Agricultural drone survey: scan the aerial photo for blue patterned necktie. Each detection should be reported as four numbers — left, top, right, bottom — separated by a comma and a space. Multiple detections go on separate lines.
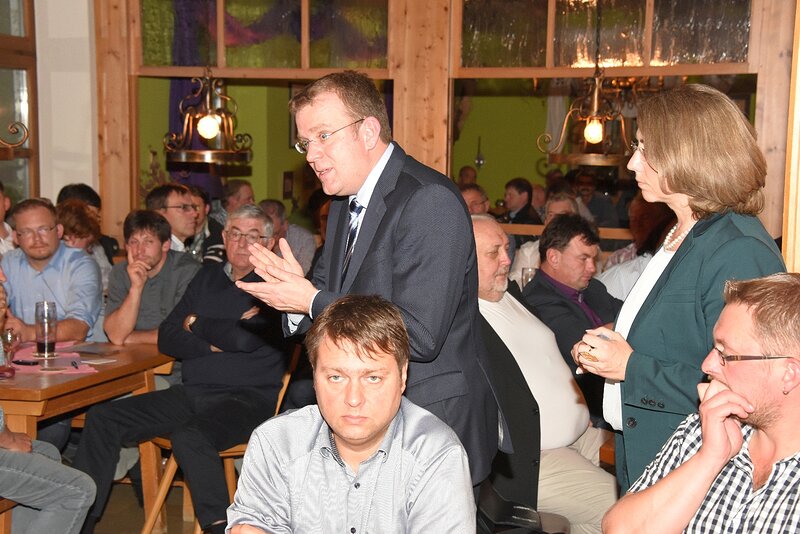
342, 197, 364, 279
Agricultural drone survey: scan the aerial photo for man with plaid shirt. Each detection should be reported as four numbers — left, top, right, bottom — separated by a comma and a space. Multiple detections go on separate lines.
603, 273, 800, 534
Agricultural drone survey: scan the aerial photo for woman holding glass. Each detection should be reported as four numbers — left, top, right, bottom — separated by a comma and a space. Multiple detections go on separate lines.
572, 85, 785, 492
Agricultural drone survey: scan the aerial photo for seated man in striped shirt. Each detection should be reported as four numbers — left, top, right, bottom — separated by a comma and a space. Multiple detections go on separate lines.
603, 273, 800, 533
228, 295, 475, 534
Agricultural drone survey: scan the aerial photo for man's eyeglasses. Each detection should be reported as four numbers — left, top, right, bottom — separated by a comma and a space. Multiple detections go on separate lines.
711, 347, 793, 366
294, 119, 364, 154
225, 230, 269, 245
17, 225, 55, 239
164, 204, 200, 213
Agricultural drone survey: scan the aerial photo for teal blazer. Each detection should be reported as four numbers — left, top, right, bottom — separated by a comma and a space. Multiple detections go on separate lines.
616, 213, 786, 491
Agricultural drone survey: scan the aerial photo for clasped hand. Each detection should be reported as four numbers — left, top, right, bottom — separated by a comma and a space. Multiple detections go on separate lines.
571, 326, 633, 380
236, 238, 317, 313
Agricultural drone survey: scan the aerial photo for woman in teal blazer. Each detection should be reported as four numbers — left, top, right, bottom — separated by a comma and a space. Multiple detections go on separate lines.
573, 85, 785, 491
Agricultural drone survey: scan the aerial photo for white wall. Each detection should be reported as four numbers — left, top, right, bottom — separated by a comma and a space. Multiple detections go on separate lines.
34, 0, 97, 201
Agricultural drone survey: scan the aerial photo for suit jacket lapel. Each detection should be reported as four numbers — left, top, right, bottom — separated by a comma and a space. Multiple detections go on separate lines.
339, 144, 406, 292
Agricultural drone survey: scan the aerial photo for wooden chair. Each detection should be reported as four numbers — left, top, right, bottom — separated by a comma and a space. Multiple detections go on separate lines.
142, 350, 301, 534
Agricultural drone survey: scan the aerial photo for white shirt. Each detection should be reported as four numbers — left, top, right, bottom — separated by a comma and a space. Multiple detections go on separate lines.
603, 247, 675, 430
478, 293, 589, 450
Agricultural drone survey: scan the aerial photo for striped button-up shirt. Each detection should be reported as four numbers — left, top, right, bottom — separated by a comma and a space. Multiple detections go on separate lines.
630, 414, 800, 534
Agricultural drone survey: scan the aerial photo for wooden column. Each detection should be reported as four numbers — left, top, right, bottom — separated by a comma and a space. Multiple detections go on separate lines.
94, 0, 138, 243
389, 0, 451, 174
751, 0, 797, 239
783, 2, 800, 272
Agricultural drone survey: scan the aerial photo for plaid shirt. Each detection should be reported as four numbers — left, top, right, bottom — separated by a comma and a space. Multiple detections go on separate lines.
630, 413, 800, 534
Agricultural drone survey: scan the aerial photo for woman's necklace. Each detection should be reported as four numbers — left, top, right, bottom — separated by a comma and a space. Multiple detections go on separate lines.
664, 223, 694, 250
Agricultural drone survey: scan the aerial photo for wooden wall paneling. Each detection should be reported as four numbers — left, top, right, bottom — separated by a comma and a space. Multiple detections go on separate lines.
94, 0, 139, 242
783, 0, 800, 272
751, 0, 795, 237
389, 0, 451, 174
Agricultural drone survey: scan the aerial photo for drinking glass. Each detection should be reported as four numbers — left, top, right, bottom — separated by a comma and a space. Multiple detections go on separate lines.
34, 300, 58, 358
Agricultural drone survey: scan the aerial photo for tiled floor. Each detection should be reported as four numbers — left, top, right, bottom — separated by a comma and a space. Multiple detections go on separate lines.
95, 484, 194, 534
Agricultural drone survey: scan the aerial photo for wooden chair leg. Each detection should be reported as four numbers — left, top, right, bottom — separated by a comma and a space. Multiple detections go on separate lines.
222, 458, 236, 502
142, 455, 178, 534
183, 479, 194, 523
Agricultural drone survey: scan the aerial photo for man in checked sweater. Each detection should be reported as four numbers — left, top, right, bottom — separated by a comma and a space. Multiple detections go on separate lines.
603, 273, 800, 534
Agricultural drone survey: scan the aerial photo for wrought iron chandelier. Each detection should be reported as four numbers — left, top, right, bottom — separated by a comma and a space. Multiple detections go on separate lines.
164, 67, 253, 165
536, 0, 635, 167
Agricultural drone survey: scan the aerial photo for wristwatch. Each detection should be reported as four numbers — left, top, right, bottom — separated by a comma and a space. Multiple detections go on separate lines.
183, 313, 197, 334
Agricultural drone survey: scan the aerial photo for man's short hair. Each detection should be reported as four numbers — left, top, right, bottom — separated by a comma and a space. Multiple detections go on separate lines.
10, 198, 58, 229
258, 202, 286, 222
56, 184, 101, 209
506, 177, 533, 202
225, 204, 275, 239
306, 295, 409, 369
56, 198, 100, 244
723, 273, 800, 359
122, 210, 172, 243
539, 213, 600, 263
144, 184, 190, 211
186, 185, 211, 207
221, 178, 253, 208
289, 70, 392, 147
458, 184, 489, 200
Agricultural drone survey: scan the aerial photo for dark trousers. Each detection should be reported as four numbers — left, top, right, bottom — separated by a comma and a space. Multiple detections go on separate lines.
72, 386, 277, 527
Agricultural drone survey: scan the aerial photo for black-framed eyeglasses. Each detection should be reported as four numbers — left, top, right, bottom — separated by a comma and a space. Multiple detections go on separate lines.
17, 225, 56, 239
711, 347, 794, 367
164, 204, 200, 213
225, 230, 269, 245
294, 119, 364, 154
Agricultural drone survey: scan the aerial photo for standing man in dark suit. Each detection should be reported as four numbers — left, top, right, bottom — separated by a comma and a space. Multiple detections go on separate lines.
237, 71, 508, 484
522, 213, 622, 426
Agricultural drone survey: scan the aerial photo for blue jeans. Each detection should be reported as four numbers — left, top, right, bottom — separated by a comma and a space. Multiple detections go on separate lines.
0, 441, 95, 534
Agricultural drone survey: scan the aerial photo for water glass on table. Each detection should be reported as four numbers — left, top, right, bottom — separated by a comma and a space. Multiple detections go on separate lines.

------------------------------------

Please locate each line in the rows above that contains the word "teal" and copy those lines out in full.

EXERCISE RESPONSE:
Agricultural drone survey: scan the aerial photo for teal blazer. Each detection should be reported as four numbers — left, top, right, bottom — separated by a comma and a space. Multiple detections go on separate lines.
Agricultural drone survey: scan the aerial photo for woman in teal blazer. Each detection should be reported as four numbers — left, top, right, bottom — separated by a comma and a space. Multiple detections go on separate lines.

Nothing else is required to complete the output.